_Challenge_: Copy the lines of the data below without any changes, from the line that contains "Target: flower cluster" through the last line of the data, both included.
# START OF Extracted material
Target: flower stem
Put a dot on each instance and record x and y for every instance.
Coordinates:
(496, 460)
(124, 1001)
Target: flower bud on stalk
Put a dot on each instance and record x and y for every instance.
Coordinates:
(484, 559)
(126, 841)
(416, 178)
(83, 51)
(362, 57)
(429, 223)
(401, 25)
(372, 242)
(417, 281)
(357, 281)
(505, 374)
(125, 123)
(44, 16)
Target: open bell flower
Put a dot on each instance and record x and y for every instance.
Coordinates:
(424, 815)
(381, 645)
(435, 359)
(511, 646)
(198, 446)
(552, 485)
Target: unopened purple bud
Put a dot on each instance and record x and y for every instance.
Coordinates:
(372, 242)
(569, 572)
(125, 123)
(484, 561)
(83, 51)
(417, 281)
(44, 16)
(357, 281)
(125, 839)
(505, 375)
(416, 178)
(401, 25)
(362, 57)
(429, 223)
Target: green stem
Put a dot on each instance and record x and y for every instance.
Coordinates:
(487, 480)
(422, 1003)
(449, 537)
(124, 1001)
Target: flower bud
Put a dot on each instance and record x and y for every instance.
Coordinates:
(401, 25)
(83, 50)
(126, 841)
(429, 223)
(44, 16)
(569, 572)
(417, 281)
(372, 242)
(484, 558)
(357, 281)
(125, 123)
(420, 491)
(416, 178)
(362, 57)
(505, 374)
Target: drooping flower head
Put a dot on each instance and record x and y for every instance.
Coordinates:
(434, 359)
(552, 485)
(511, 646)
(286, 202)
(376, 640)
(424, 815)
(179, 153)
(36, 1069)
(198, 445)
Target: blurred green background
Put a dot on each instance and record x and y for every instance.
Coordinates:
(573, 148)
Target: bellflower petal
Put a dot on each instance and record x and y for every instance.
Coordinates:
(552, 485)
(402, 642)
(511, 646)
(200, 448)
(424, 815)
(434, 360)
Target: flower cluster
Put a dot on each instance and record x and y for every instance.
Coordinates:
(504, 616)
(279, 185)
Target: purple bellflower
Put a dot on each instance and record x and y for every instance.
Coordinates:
# END OF Extracted material
_Answer for this exercise_:
Target: flower cluster
Put a dot on each instance and record x and y for every instance.
Coordinates:
(504, 616)
(279, 185)
Target: purple bellflower
Put a dot on each instance and record x and y for every instance.
Coordinates:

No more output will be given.